[Stored records]
━━━━

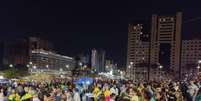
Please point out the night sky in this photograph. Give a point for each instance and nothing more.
(76, 26)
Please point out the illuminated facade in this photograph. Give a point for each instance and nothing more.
(46, 60)
(98, 60)
(15, 52)
(166, 42)
(137, 52)
(191, 54)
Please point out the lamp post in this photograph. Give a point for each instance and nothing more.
(11, 65)
(129, 67)
(160, 67)
(198, 67)
(131, 64)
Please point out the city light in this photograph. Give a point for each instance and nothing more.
(11, 65)
(160, 66)
(199, 61)
(67, 66)
(198, 67)
(85, 66)
(107, 66)
(129, 66)
(80, 63)
(34, 67)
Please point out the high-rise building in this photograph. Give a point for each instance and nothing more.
(166, 42)
(137, 52)
(98, 60)
(190, 56)
(38, 43)
(16, 52)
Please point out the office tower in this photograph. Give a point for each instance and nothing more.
(190, 56)
(16, 52)
(165, 42)
(98, 60)
(38, 43)
(137, 52)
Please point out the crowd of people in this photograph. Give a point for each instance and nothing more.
(101, 90)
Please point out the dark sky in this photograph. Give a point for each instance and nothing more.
(75, 26)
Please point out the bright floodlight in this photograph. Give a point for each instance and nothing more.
(10, 65)
(107, 66)
(34, 67)
(80, 63)
(198, 67)
(67, 66)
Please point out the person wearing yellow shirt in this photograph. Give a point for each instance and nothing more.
(96, 93)
(14, 96)
(107, 93)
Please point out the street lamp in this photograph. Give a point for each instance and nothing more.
(11, 65)
(198, 67)
(160, 67)
(67, 66)
(199, 61)
(131, 64)
(129, 67)
(34, 67)
(80, 63)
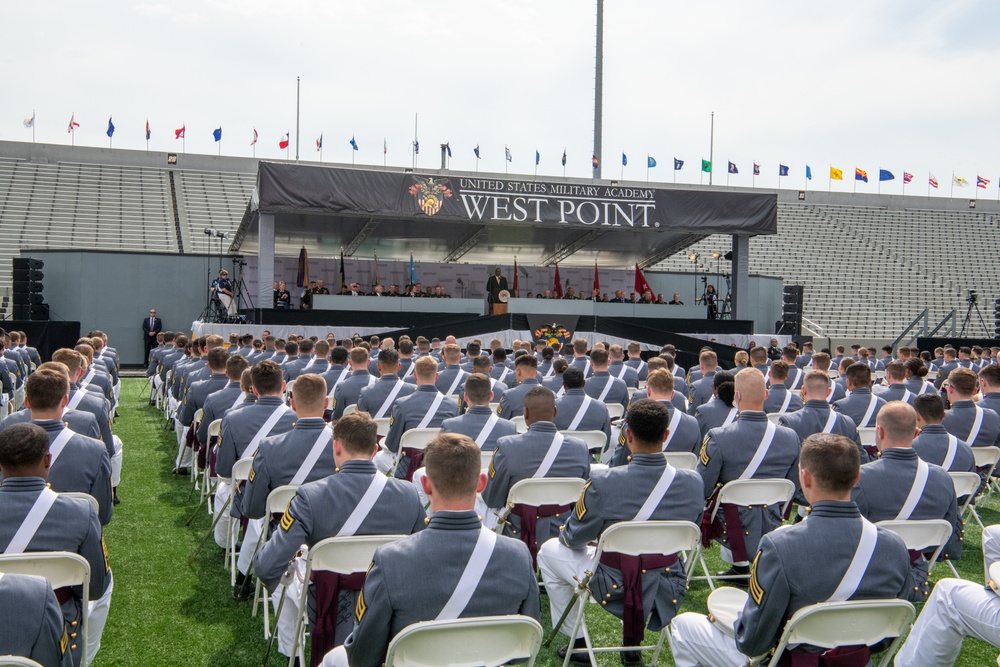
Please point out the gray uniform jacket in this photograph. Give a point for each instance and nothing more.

━━━━

Goal of the exercise —
Could you write out every line above exactly as it stands, with no images?

Answer to the problem —
Please point out the night sky in this photograph. Give a point for each instance and nothing more.
(76, 26)
Please point out the illuminated facade in this photograph. Give a point for each instance and nothing more.
(46, 60)
(98, 60)
(15, 52)
(166, 42)
(137, 52)
(191, 54)
Please point out the lamp post in this photograph. Give a point for each instance and nothing more.
(11, 65)
(129, 67)
(160, 67)
(198, 67)
(131, 64)
Please point out the city light in this photograph. Give a point for each instance and nothing more.
(11, 65)
(160, 66)
(199, 61)
(67, 66)
(198, 67)
(85, 66)
(107, 66)
(129, 66)
(80, 63)
(34, 67)
Please point out the high-rise building in this photograph. Give a point for each instance and nothing more.
(166, 42)
(137, 52)
(98, 60)
(190, 56)
(38, 43)
(16, 52)
Please point out the office tower in this photograph. Give a point for each instance and nothing more.
(190, 56)
(16, 52)
(165, 42)
(98, 60)
(38, 43)
(137, 52)
Please point out the crowd of people in this photograph. Give a point for each instance and nothing more.
(101, 90)
Please point out the dark sky in this photograph. Give a point for each instance and nothing more.
(75, 26)
Please point out the bright floodlight in this photograph. Give a point for each instance and nothing more.
(10, 65)
(107, 66)
(34, 67)
(80, 63)
(198, 67)
(67, 66)
Please point out the person wearing yellow shirt in this photograph. Give a point for each instance and nothing more.
(96, 93)
(14, 96)
(107, 93)
Please point out the street lamp in this photograph. Give a point for each instance and nothing more.
(11, 65)
(198, 67)
(160, 67)
(67, 66)
(199, 61)
(131, 64)
(129, 67)
(34, 67)
(80, 63)
Please point out the gray uniform jacket in this photograph. Give a point for each instance and nothing more.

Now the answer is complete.